- Excerpt provided:
#####

4 Generating blastP results tables
For this, I am doing every cassette against DEFO cassette.
This script was adapted from my analysis of archaeal RDase synteny. It is executed from the folder:
/Dropbox/Projects/DCM/DCM.cassette.synteny/DCM.cassettes.all.proteins/
note that DEFO.faa must be copied into the reference directory for this script to work
makeblastdb -in DEFO.reference/DEFO.faa -parse_seqids \
-dbtype prot
mkdir blast_results
for f in single.cassettes/*
do
name=${f##*/}
blastp -db DEFO.reference/DEFO.faa -query "$f" \
-out blast_results/"${name}.out" \
-outfmt 6 \
-evalue 0.0000000001
done
These results are all placed into directory DCM.cassettes.all.proteins/blast_results (relative to R working directory)
5 Generating synteny plots iteratively
5.1 overview
The plot itself is generated from two objects:
5.1.0.1 dnaseg table
These tables are used by genoplotR to determine where the genes are and in what orientation they lay. This data is used in combination with the similarity information.
The information needed by this table is: 1. names1 : name of the gene, in this case locus tag (unless I want to go back and change it more agressively) 2. starts1 : start location in DNA 3. ends1 : stop location in DNA 4. strands1 : orientation, + or - 5. cols1 : arbitrary color assignment for the thing, can use some standard colors like “blue” or “grey”, maybe hex codes I am not sure
These will be generated from the gene.info.all table
5.1.0.2 comparison object
This is read from the blast output file.

#####

- Data excerpts:
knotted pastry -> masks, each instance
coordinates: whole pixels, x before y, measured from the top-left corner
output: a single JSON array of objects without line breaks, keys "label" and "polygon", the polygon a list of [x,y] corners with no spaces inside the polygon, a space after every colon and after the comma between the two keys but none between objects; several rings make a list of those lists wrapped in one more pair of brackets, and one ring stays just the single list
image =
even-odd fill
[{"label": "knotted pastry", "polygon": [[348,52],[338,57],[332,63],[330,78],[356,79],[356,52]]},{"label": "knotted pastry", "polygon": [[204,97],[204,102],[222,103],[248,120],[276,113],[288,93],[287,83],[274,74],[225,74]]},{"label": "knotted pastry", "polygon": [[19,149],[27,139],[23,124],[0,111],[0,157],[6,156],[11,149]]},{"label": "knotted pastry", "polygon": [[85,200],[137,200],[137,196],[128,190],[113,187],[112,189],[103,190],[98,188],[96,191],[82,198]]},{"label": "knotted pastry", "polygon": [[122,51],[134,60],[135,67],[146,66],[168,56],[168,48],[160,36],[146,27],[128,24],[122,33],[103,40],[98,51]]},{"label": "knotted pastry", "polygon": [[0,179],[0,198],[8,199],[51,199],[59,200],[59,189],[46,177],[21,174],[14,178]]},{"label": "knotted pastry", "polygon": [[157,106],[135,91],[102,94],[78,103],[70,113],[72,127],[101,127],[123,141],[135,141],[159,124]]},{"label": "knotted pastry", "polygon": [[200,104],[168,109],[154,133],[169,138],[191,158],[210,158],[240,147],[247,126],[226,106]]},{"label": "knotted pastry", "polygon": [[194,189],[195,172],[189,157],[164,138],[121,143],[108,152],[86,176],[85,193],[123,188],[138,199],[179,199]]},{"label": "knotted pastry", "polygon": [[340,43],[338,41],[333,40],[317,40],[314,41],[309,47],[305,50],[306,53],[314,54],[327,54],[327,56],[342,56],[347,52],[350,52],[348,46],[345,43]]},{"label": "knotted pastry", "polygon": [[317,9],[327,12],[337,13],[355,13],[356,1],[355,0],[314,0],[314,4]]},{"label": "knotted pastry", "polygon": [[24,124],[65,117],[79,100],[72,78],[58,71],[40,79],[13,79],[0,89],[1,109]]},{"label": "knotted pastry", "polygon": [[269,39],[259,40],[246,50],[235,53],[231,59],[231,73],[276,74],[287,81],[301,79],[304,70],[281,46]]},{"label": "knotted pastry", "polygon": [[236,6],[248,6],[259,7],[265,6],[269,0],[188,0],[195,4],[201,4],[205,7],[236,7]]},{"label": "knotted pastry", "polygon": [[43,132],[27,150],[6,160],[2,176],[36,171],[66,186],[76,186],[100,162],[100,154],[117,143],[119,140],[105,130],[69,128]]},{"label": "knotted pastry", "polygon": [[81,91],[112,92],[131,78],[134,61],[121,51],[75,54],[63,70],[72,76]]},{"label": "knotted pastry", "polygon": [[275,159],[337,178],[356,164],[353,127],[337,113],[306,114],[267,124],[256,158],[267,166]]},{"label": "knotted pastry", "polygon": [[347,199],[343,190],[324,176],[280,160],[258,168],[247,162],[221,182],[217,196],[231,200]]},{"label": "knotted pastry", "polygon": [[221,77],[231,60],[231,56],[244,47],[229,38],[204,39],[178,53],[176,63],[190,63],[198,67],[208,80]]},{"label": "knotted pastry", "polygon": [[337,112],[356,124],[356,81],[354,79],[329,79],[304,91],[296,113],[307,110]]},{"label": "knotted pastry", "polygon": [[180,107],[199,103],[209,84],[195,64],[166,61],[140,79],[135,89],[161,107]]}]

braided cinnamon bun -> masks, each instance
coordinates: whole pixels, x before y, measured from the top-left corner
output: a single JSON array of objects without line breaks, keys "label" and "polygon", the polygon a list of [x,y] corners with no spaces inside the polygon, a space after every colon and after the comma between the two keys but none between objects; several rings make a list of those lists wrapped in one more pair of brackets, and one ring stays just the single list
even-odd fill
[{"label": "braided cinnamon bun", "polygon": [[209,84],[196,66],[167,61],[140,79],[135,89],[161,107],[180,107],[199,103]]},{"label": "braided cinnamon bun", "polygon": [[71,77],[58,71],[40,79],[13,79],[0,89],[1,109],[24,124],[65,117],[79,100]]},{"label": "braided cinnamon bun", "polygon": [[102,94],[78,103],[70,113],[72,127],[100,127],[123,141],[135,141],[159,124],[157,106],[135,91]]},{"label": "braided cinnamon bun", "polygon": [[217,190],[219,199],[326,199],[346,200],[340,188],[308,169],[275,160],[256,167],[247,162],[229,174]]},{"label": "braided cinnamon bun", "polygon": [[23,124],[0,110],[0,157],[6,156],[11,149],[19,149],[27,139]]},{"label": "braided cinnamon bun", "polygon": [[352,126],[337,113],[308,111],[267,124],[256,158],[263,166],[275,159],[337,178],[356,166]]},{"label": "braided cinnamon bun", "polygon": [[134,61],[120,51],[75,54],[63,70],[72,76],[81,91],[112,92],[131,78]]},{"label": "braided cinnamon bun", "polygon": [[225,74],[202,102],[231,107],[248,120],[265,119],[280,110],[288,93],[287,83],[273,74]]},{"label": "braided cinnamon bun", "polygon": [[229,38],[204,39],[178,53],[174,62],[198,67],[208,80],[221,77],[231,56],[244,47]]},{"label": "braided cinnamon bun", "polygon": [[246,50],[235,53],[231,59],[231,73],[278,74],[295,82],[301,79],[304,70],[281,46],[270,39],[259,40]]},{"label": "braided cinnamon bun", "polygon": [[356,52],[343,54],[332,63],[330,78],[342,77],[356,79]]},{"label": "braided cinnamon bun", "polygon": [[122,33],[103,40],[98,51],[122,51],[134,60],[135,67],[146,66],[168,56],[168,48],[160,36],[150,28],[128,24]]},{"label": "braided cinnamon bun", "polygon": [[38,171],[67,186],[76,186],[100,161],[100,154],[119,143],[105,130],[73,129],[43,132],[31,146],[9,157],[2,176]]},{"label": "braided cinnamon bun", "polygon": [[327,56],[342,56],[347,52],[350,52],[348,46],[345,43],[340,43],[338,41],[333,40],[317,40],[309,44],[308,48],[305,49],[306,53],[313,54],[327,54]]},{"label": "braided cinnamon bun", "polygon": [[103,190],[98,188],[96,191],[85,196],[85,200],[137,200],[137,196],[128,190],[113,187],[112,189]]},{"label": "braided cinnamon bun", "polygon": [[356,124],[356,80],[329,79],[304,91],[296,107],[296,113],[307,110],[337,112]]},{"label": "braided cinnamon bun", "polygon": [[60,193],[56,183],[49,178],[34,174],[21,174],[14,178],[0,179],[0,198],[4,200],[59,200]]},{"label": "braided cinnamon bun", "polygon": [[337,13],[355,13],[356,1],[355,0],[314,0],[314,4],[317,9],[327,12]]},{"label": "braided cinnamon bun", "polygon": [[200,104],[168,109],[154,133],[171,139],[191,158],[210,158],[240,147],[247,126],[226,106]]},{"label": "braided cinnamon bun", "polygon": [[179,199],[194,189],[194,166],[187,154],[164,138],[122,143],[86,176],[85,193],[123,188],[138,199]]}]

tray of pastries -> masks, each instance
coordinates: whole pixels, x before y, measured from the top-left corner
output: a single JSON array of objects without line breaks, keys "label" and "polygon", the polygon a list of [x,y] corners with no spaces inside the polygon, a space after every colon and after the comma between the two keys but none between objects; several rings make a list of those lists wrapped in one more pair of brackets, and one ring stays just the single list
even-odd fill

#####

- Study questions:
1. In the blastP and synteny notes, which table will the dnaseg tables be generated from?
2. Decide whether each statement agrees with the blastP and synteny notes, and quote the words that settle it. (a) The script was adapted from an analysis of archaeal RDase synteny. (b) The comparison object is read from the gene.info.all table. (c) Hex codes are known to work for the color assignment.
3. Write out the passage of the blastP and synteny notes starting at "The information needed" and ending at "blast output file.", replacing "orientation" with "direction".

- Results by task:
1. The gene.info.all table.

2.
(a) Yes: "This script was adapted from my analysis of archaeal RDase synteny."
(b) No: "This is read from the blast output file."
(c) No: "maybe hex codes I am not sure"

3.
The information needed by this table is: 1. names1 : name of the gene, in this case locus tag (unless I want to go back and change it more agressively) 2. starts1 : start location in DNA 3. ends1 : stop location in DNA 4. strands1 : direction, + or - 5. cols1 : arbitrary color assignment for the thing, can use some standard colors like “blue” or “grey”, maybe hex codes I am not sure
These will be generated from the gene.info.all table
5.1.0.2 comparison object
This is read from the blast output file.